Curiosamente notiamo che gli anni di malattia della donna corrispondono all’età della fanciulla, figlia del capo della sinagoga, Giàiro. Ma se per la prima quegli erano stati anni di sofferenza e di emarginazione, possiamo invece immaginare che questi stessi anni siano stati di felicità per la fanciulla e per la sua famiglia. Infatti vedere una figlia che cresce ed ha tutta la vita davanti reca felicità nei parenti. Allora più crudele appare la malattia che arriva portando con sé la nera ombra della morte e distruggendo ogni speranza e felicità
Lezione della fede
Il padre, disperato, approfitta della presenza di Gesù in città per recarsi da Lui e “gli si getta ai piedi e lo supplica con insistenza”. Non importa che Gesù sia criticato dalla classe sacerdotale dell’epoca. Giàiro pensa solo alla figlia. E, chinando il capo, con umiltà supplica e lotta per la vita della sua figlioletta. E’ disposto a tutto pur di salvarla.

_MATERIALE FORNITO_
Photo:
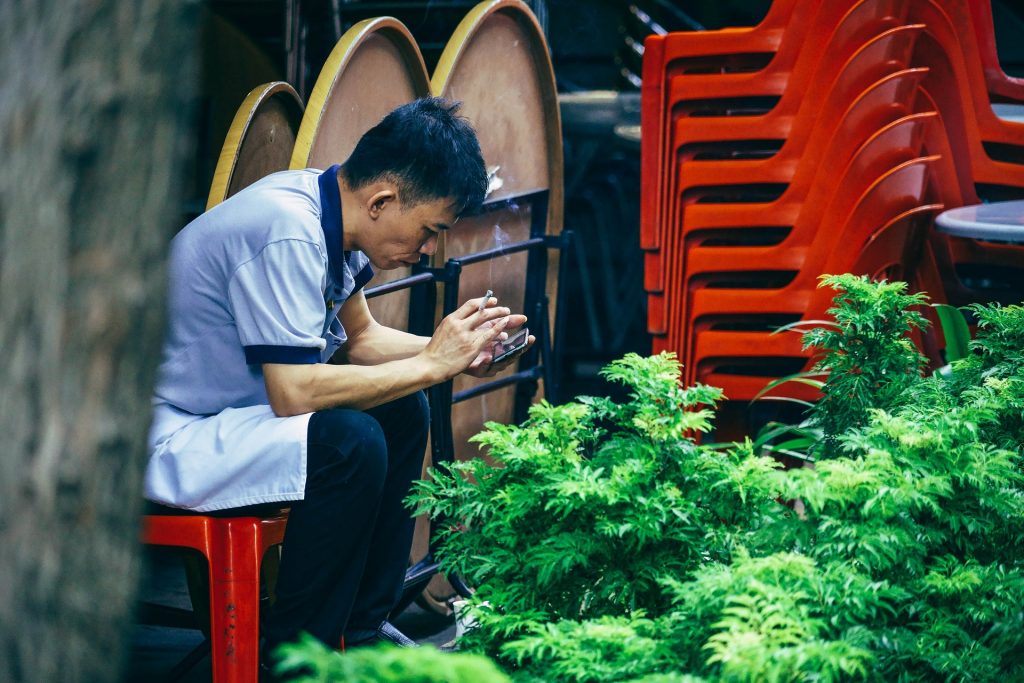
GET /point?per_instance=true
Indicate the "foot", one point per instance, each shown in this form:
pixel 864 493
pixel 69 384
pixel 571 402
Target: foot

_COMPITO DA SVOLGERE_
Per favore, ricopia per intero il brano estratto senza cambiare nemmeno una parola.

_RISPOSTA ALL'ESERCIZIO_
Curiosamente notiamo che gli anni di malattia della donna corrispondono all’età della fanciulla, figlia del capo della sinagoga, Giàiro. Ma se per la prima quegli erano stati anni di sofferenza e di emarginazione, possiamo invece immaginare che questi stessi anni siano stati di felicità per la fanciulla e per la sua famiglia. Infatti vedere una figlia che cresce ed ha tutta la vita davanti reca felicità nei parenti. Allora più crudele appare la malattia che arriva portando con sé la nera ombra della morte e distruggendo ogni speranza e felicità
Lezione della fede
Il padre, disperato, approfitta della presenza di Gesù in città per recarsi da Lui e “gli si getta ai piedi e lo supplica con insistenza”. Non importa che Gesù sia criticato dalla classe sacerdotale dell’epoca. Giàiro pensa solo alla figlia. E, chinando il capo, con umiltà supplica e lotta per la vita della sua figlioletta. E’ disposto a tutto pur di salvarla.